▶ [Entries taken from a collection]:
..........
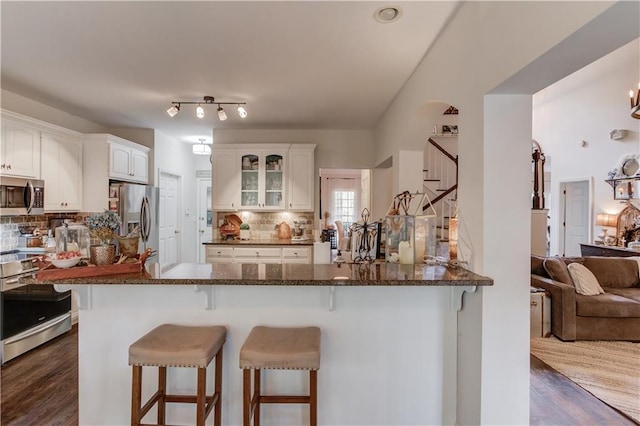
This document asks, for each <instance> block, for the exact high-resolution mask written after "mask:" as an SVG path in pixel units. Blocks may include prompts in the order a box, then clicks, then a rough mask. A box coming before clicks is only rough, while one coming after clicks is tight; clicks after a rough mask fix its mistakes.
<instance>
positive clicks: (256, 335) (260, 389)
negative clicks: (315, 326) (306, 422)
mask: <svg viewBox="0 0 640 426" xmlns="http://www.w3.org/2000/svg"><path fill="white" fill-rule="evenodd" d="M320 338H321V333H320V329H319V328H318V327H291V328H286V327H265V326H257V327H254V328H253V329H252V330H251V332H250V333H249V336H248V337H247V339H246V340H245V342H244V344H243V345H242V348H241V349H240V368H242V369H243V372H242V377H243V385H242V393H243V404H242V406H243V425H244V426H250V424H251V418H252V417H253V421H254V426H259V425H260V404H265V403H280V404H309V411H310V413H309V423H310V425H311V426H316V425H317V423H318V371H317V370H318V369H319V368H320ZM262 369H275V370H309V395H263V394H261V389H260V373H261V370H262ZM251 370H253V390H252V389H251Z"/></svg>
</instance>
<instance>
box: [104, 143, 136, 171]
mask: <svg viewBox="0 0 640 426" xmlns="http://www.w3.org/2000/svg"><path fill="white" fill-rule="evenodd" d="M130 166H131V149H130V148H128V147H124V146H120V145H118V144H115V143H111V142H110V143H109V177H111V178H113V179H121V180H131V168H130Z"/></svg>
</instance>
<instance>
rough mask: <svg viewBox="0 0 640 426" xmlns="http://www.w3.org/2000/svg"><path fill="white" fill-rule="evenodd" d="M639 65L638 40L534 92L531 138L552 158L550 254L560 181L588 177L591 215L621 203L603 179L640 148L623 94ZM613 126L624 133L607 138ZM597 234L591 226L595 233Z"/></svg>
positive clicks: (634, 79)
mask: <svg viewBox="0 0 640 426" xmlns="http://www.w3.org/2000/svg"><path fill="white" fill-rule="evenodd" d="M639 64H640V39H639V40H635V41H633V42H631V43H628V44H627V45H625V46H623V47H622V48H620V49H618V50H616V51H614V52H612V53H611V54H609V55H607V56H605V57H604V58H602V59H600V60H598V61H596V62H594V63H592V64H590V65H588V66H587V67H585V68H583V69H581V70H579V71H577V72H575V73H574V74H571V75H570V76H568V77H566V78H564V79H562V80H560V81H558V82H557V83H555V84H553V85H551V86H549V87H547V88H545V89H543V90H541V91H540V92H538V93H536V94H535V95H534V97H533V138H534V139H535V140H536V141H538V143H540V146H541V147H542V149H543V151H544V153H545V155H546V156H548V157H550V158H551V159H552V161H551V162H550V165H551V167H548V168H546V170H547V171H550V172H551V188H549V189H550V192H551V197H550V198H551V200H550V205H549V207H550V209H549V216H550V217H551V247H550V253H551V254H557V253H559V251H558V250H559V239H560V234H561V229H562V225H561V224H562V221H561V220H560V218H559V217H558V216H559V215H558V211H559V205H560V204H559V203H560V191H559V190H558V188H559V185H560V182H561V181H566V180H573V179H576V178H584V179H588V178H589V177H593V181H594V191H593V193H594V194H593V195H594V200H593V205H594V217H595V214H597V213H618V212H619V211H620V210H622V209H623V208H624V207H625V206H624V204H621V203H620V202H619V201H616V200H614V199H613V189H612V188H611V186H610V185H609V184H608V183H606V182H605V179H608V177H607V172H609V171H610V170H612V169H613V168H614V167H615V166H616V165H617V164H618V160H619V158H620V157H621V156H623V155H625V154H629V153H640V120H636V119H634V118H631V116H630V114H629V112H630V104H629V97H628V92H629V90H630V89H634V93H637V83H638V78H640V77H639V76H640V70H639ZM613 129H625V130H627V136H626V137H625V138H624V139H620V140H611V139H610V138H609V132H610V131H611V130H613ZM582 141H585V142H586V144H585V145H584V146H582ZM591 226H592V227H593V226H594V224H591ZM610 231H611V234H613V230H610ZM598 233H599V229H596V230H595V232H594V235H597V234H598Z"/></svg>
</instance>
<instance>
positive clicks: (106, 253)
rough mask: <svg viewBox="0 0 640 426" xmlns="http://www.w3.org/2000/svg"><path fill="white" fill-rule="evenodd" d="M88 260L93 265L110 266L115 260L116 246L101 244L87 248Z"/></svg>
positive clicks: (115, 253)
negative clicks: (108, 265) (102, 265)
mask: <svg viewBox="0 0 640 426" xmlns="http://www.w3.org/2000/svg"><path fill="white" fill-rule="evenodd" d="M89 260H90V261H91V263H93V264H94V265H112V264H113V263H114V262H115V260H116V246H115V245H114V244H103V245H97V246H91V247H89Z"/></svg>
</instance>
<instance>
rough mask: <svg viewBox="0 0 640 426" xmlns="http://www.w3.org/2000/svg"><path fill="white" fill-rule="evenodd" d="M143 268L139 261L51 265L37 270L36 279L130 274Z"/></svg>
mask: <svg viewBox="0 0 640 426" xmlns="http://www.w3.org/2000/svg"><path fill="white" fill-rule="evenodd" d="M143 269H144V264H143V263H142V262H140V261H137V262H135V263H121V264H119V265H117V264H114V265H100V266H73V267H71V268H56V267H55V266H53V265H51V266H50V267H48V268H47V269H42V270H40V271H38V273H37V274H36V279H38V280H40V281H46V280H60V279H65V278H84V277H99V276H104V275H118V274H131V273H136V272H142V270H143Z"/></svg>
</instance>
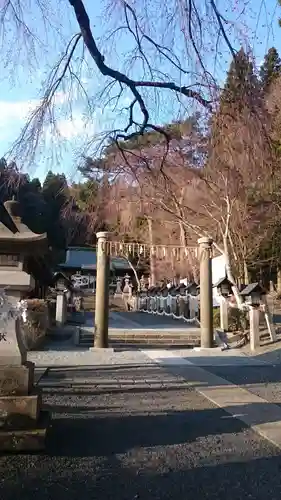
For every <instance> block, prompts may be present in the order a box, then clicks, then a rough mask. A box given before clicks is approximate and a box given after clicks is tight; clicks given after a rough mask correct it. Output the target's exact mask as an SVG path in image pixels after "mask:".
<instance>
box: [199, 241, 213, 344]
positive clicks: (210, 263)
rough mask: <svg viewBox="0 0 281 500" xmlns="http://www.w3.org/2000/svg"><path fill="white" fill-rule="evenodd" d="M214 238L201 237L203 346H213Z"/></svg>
..........
▶ [PROMPT]:
Could all the data above be given again exactly, leaving out its images?

▶ [SOLUTION TO THE EXERCISE]:
This document asks, for each <instance> block, for the exact high-resolution mask written after "mask:" as an SVG path in pixel units. Blocks may include prompts in the order a box, then clicks, then a rough mask. A box coming before clicks is only rough, while one coming after clicks is tight; clicks after a rough mask fix its mistakes.
<instance>
positive clicks: (256, 335) (260, 389)
negative clicks: (315, 326) (306, 422)
mask: <svg viewBox="0 0 640 426" xmlns="http://www.w3.org/2000/svg"><path fill="white" fill-rule="evenodd" d="M320 338H321V333H320V329H319V328H318V327H291V328H286V327H265V326H257V327H254V328H253V329H252V330H251V332H250V333H249V336H248V337H247V339H246V340H245V342H244V344H243V345H242V348H241V349H240V368H242V369H243V372H242V377H243V385H242V393H243V404H242V406H243V425H244V426H250V424H251V418H252V417H253V421H254V426H259V425H260V404H265V403H280V404H309V411H310V413H309V423H310V425H311V426H316V425H317V423H318V371H317V370H318V369H319V368H320ZM262 369H275V370H309V395H263V394H261V389H260V373H261V370H262ZM251 370H253V390H252V389H251Z"/></svg>
</instance>
<instance>
box: [104, 143, 136, 171]
mask: <svg viewBox="0 0 640 426" xmlns="http://www.w3.org/2000/svg"><path fill="white" fill-rule="evenodd" d="M130 166H131V149H130V148H128V147H124V146H120V145H118V144H115V143H111V142H110V143H109V177H111V178H113V179H121V180H131V168H130Z"/></svg>
</instance>
<instance>
rough mask: <svg viewBox="0 0 640 426" xmlns="http://www.w3.org/2000/svg"><path fill="white" fill-rule="evenodd" d="M639 65L638 40L534 92L531 138L552 158L550 254L560 181L588 177L591 215L621 203L603 179L640 148L623 94ZM613 126L624 133L607 138ZM597 234L591 226L595 233Z"/></svg>
positive clicks: (634, 79)
mask: <svg viewBox="0 0 640 426" xmlns="http://www.w3.org/2000/svg"><path fill="white" fill-rule="evenodd" d="M639 64H640V39H639V40H635V41H633V42H631V43H628V44H627V45H625V46H623V47H622V48H620V49H618V50H616V51H614V52H612V53H611V54H609V55H607V56H605V57H604V58H602V59H600V60H598V61H596V62H594V63H592V64H590V65H588V66H587V67H585V68H583V69H581V70H579V71H577V72H575V73H574V74H571V75H570V76H568V77H566V78H564V79H562V80H560V81H558V82H557V83H555V84H553V85H551V86H549V87H547V88H545V89H543V90H541V91H540V92H538V93H536V94H535V95H534V97H533V138H534V139H535V140H536V141H538V143H540V146H541V147H542V149H543V151H544V153H545V155H546V156H548V157H550V158H551V159H552V161H551V162H550V165H551V167H548V168H546V170H547V171H550V172H551V188H549V189H550V192H551V197H550V198H551V200H550V205H549V207H550V209H549V216H550V217H551V247H550V253H551V254H557V253H559V251H558V250H559V239H560V234H561V229H562V225H561V224H562V221H561V220H560V218H559V217H558V216H559V215H558V211H559V205H560V204H559V203H560V191H559V190H558V188H559V185H560V182H561V181H566V180H573V179H576V178H584V179H588V178H589V177H593V181H594V191H593V193H594V194H593V195H594V200H593V205H594V217H595V214H597V213H618V212H619V211H620V210H622V209H623V208H624V207H625V206H624V204H621V203H620V202H619V201H616V200H614V199H613V189H612V188H611V186H610V185H609V184H608V183H606V182H605V179H608V177H607V172H609V171H610V170H612V169H613V168H614V167H615V166H616V165H617V164H618V160H619V158H620V157H621V156H623V155H625V154H629V153H640V120H636V119H634V118H631V116H630V114H629V112H630V104H629V97H628V92H629V90H630V89H634V93H637V83H638V78H640V77H639V76H640V70H639ZM613 129H625V130H627V136H626V137H625V138H624V139H620V140H611V139H610V138H609V132H610V131H611V130H613ZM582 141H585V142H586V144H585V145H584V146H582ZM591 226H592V227H593V226H594V224H591ZM610 231H611V234H613V230H610ZM598 233H599V229H596V230H595V232H594V235H597V234H598Z"/></svg>
</instance>
<instance>
positive clicks: (106, 253)
rough mask: <svg viewBox="0 0 640 426" xmlns="http://www.w3.org/2000/svg"><path fill="white" fill-rule="evenodd" d="M88 260L93 265L110 266L115 260L116 246L101 244L87 248Z"/></svg>
positive clicks: (115, 253)
negative clicks: (108, 265) (102, 265)
mask: <svg viewBox="0 0 640 426" xmlns="http://www.w3.org/2000/svg"><path fill="white" fill-rule="evenodd" d="M89 260H90V261H91V263H93V264H94V265H112V264H113V263H114V262H115V260H116V246H115V245H114V244H103V245H97V246H91V247H89Z"/></svg>
</instance>
<instance>
rough mask: <svg viewBox="0 0 640 426" xmlns="http://www.w3.org/2000/svg"><path fill="white" fill-rule="evenodd" d="M143 268L139 261L51 265L37 270L36 279L130 274Z"/></svg>
mask: <svg viewBox="0 0 640 426" xmlns="http://www.w3.org/2000/svg"><path fill="white" fill-rule="evenodd" d="M143 269H144V264H143V263H142V262H140V261H137V262H135V263H121V264H119V265H117V264H114V265H100V266H73V267H71V268H56V267H55V266H53V265H51V266H50V267H48V268H47V269H42V270H40V271H38V273H37V274H36V279H38V280H40V281H46V280H60V279H65V278H84V277H99V276H104V275H118V274H131V273H136V272H142V270H143Z"/></svg>
</instance>
For every <instance> block, prompts may be present in the order a box, then clicks, then a rough mask. A box given before clicks is approximate and a box given after clicks is tight; clicks given after a rough mask correct it. Output the target's exact mask as an SVG path in image pixels after "mask:".
<instance>
box: [199, 241, 213, 344]
positive clicks: (210, 263)
rough mask: <svg viewBox="0 0 281 500" xmlns="http://www.w3.org/2000/svg"><path fill="white" fill-rule="evenodd" d="M214 238L201 237L203 346H213Z"/></svg>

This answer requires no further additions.